(Entries from a dataset)
__________________________________________________

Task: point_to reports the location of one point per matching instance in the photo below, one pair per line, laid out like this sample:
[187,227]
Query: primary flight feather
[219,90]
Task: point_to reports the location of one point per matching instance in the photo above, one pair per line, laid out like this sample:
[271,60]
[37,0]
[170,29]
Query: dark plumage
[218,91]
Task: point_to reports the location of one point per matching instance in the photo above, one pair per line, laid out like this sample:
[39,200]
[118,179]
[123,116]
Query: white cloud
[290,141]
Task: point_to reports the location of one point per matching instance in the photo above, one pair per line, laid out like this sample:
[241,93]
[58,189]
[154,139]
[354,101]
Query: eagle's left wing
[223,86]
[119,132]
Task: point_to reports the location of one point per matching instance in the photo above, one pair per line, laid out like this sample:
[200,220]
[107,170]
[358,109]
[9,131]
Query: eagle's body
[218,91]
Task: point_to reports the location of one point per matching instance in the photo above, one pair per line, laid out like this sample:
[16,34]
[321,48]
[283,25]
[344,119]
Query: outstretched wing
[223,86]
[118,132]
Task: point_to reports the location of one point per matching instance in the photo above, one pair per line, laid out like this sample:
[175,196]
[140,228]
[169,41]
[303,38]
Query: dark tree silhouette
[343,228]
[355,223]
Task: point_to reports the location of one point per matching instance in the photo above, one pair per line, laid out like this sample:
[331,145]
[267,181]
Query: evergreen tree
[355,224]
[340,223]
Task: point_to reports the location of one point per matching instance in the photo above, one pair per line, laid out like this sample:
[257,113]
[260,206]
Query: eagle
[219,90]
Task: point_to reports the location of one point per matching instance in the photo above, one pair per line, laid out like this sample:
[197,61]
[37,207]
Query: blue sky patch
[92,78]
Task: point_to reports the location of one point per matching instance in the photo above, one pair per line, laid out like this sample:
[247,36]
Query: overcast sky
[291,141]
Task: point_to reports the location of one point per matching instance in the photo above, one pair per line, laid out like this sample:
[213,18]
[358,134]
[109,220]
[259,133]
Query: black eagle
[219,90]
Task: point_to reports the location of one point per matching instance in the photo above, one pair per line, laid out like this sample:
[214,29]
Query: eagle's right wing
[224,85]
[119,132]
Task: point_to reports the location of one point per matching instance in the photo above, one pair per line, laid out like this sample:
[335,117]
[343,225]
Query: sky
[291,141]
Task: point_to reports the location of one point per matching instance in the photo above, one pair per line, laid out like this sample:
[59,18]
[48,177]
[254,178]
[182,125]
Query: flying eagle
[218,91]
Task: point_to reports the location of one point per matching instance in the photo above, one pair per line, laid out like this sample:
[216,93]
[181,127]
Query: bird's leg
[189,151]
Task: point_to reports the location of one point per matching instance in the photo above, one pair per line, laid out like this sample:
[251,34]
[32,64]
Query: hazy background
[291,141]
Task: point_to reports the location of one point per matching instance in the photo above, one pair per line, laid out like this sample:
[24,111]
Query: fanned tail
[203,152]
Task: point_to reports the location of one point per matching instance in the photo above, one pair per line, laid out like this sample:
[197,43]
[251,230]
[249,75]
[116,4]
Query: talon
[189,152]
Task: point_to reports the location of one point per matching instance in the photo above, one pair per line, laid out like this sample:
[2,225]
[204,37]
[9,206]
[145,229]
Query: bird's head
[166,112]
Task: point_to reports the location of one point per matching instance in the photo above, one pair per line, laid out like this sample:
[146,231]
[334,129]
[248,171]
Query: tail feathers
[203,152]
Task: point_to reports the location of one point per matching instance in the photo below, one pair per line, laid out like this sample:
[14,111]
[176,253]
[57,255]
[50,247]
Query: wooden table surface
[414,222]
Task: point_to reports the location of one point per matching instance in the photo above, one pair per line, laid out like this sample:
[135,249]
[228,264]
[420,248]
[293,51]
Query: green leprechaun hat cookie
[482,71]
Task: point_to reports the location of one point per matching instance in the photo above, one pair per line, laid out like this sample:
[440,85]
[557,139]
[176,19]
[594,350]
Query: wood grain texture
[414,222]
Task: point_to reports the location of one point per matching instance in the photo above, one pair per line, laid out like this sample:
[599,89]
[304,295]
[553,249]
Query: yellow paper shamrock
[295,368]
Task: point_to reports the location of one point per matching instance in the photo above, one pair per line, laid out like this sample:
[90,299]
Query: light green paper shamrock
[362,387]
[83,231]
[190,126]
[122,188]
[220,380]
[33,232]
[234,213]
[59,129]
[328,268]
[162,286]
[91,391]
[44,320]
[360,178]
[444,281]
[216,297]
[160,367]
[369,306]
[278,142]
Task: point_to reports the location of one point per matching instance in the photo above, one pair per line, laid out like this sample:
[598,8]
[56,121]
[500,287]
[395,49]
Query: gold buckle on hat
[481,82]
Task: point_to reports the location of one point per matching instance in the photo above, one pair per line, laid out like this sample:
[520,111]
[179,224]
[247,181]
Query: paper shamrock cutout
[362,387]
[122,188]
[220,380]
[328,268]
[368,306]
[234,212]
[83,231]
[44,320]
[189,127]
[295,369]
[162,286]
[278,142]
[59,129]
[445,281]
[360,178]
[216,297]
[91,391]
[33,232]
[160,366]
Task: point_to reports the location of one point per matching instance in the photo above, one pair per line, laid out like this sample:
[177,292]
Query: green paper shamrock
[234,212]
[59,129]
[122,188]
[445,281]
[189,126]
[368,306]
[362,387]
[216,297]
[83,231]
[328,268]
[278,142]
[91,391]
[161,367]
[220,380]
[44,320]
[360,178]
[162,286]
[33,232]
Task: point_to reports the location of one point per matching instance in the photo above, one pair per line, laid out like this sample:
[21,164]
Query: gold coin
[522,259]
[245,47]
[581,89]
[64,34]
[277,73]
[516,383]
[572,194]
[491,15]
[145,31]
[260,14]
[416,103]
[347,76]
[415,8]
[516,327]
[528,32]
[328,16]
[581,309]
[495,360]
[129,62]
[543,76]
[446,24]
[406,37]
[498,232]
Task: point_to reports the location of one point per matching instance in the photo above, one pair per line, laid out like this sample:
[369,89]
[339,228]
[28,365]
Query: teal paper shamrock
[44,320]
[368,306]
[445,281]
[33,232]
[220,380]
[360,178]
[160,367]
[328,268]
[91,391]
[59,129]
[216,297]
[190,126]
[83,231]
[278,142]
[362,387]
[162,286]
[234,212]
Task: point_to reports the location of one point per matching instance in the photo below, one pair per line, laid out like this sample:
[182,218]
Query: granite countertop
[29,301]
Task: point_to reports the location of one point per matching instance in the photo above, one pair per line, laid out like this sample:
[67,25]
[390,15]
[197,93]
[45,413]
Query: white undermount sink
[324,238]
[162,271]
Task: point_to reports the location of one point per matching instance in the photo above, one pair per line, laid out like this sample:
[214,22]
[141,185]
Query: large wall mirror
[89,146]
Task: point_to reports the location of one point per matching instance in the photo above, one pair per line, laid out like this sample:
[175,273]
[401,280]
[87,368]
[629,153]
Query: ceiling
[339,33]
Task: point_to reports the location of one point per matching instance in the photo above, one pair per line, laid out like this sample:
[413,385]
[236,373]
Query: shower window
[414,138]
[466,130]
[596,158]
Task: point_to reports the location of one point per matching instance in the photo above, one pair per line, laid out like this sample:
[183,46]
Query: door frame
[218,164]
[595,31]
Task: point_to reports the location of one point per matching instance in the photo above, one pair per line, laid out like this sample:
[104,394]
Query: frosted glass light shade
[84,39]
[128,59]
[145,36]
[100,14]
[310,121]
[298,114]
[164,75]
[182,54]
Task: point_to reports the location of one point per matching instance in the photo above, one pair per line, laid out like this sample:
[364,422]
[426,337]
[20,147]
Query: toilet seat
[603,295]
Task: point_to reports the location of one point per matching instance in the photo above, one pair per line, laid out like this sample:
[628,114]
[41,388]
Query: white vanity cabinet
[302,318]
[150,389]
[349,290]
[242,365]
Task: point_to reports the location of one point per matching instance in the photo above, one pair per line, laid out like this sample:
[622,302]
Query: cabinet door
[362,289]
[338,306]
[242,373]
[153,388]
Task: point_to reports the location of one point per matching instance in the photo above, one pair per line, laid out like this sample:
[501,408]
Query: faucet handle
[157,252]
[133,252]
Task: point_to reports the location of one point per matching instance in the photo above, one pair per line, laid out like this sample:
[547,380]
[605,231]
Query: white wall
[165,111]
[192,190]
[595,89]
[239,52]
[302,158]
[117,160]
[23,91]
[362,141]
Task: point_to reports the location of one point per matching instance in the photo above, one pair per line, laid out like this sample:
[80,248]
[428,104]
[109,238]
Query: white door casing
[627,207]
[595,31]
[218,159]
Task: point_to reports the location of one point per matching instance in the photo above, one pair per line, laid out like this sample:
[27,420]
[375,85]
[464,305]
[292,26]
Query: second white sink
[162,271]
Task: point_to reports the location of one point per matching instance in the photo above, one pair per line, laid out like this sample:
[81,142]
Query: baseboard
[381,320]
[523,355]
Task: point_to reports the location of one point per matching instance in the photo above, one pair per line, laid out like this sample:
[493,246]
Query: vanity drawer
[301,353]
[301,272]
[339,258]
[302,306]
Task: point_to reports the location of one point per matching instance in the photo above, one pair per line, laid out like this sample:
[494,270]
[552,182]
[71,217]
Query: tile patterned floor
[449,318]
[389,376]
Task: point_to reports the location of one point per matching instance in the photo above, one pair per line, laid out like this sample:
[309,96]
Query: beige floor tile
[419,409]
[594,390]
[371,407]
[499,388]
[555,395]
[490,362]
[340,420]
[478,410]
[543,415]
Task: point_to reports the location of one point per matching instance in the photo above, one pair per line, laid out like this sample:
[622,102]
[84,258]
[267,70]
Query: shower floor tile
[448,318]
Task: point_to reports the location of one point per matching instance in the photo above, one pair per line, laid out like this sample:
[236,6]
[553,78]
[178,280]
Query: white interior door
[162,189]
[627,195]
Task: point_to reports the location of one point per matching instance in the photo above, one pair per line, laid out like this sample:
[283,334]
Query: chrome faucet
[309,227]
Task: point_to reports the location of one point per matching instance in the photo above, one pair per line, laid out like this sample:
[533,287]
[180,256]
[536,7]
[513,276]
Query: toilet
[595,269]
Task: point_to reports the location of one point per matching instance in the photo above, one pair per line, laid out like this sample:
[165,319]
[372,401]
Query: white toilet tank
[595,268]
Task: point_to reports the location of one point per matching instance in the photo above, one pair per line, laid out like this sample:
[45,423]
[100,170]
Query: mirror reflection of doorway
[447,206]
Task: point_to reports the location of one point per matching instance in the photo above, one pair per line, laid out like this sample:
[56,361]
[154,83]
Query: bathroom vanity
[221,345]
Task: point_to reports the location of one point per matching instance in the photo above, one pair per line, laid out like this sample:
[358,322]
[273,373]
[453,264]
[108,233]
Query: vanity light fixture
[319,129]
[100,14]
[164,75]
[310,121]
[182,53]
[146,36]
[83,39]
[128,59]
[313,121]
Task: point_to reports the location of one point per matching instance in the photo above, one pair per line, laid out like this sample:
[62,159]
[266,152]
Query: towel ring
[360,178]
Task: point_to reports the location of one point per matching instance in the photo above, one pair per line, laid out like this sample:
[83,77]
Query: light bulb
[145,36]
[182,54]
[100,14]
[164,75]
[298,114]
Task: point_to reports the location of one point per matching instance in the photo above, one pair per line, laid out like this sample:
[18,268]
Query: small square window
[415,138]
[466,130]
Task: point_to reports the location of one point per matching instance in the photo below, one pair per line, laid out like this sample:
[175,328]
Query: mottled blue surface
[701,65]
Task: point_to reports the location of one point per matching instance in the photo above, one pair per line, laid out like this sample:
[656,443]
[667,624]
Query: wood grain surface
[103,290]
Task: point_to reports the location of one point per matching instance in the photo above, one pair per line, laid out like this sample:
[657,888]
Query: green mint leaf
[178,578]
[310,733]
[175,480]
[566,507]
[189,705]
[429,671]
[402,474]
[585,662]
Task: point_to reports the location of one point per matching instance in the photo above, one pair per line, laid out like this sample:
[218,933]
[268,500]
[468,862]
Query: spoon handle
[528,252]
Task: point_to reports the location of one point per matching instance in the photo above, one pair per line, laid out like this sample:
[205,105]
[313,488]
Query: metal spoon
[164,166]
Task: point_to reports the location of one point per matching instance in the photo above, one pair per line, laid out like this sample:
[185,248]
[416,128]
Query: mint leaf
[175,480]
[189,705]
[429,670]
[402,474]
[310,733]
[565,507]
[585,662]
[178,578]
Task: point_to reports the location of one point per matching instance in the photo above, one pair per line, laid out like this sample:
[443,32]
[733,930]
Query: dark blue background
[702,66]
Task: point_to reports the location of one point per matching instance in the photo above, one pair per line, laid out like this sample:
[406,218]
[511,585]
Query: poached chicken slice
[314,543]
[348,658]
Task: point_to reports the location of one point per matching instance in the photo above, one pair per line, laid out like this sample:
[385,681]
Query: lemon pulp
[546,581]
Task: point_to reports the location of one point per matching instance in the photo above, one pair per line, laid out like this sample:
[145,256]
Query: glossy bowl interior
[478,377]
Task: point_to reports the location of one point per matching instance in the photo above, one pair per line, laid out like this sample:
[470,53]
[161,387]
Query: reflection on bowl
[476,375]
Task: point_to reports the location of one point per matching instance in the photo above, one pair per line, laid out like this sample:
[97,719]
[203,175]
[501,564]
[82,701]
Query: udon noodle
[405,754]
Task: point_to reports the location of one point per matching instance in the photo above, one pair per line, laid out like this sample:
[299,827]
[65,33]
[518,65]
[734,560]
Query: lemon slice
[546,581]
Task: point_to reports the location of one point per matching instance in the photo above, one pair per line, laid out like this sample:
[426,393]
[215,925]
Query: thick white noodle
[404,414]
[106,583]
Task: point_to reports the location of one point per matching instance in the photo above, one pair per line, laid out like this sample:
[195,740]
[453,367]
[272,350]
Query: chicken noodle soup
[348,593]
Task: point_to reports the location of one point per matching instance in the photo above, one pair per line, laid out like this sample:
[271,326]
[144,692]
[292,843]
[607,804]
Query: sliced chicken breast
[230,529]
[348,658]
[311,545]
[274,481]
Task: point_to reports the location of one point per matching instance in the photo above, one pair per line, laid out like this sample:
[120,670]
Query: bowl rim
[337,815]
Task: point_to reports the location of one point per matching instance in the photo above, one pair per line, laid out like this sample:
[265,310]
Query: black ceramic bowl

__________________________________________________

Can you gather every line in the records above that contains the word "bowl"? Treat uppercase and lowercase as different.

Query: glossy bowl interior
Query: reflection on bowl
Query: bowl rim
Query: black ceramic bowl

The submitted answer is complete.